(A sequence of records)

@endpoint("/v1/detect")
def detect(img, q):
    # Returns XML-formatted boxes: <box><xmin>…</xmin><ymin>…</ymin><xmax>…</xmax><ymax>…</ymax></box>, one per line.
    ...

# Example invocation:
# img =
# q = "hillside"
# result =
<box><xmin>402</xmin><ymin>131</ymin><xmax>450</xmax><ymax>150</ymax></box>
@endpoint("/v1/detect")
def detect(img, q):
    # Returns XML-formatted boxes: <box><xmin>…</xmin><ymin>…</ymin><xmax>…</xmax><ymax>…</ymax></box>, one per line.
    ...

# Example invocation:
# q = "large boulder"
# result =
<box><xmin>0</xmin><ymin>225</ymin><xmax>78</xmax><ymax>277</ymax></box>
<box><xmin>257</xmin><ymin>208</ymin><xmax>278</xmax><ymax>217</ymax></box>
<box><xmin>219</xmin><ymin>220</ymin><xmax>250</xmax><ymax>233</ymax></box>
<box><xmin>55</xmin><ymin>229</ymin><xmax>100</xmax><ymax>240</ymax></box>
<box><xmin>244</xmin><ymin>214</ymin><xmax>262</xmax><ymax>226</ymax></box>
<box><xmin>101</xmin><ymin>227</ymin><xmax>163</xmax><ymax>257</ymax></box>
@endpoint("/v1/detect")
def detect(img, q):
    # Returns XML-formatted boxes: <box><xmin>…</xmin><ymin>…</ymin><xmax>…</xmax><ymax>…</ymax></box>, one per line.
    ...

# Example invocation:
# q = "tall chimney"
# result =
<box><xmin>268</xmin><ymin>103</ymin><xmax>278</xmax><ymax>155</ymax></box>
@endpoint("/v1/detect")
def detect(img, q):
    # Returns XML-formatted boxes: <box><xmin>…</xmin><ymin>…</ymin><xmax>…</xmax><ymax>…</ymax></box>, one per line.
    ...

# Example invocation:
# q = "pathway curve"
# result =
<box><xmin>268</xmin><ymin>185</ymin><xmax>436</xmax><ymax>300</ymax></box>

## [PROBLEM REQUIREMENTS]
Rewrite the listing with "invocation" replaced by "call" wherever it occurs, leaving every other character unchanged.

## [ANSWER IN FULL]
@endpoint("/v1/detect")
def detect(img, q):
    # Returns XML-formatted boxes: <box><xmin>…</xmin><ymin>…</ymin><xmax>…</xmax><ymax>…</ymax></box>, one per line.
    ...

# Example call:
# img =
# q = "hillside"
# result =
<box><xmin>402</xmin><ymin>131</ymin><xmax>450</xmax><ymax>150</ymax></box>
@endpoint("/v1/detect")
def detect(img, q):
    # Returns XML-formatted boxes: <box><xmin>…</xmin><ymin>…</ymin><xmax>…</xmax><ymax>…</ymax></box>, one per line.
    ...

# Example call:
# q = "large boulder"
# result =
<box><xmin>0</xmin><ymin>225</ymin><xmax>78</xmax><ymax>277</ymax></box>
<box><xmin>257</xmin><ymin>208</ymin><xmax>278</xmax><ymax>217</ymax></box>
<box><xmin>219</xmin><ymin>220</ymin><xmax>250</xmax><ymax>233</ymax></box>
<box><xmin>55</xmin><ymin>229</ymin><xmax>100</xmax><ymax>240</ymax></box>
<box><xmin>244</xmin><ymin>214</ymin><xmax>262</xmax><ymax>226</ymax></box>
<box><xmin>101</xmin><ymin>227</ymin><xmax>163</xmax><ymax>257</ymax></box>
@endpoint("/v1/detect")
def detect(img, q):
    # Returns XML-formatted boxes: <box><xmin>…</xmin><ymin>…</ymin><xmax>…</xmax><ymax>…</ymax></box>, one per line.
    ...

# Example call:
# q = "tall chimney"
# result =
<box><xmin>268</xmin><ymin>103</ymin><xmax>278</xmax><ymax>155</ymax></box>
@endpoint("/v1/detect")
def detect(img, q):
    # Returns XML-formatted boxes: <box><xmin>…</xmin><ymin>…</ymin><xmax>…</xmax><ymax>…</ymax></box>, one per line.
    ...

# Example call:
# q = "pathway curve"
# result =
<box><xmin>268</xmin><ymin>185</ymin><xmax>436</xmax><ymax>300</ymax></box>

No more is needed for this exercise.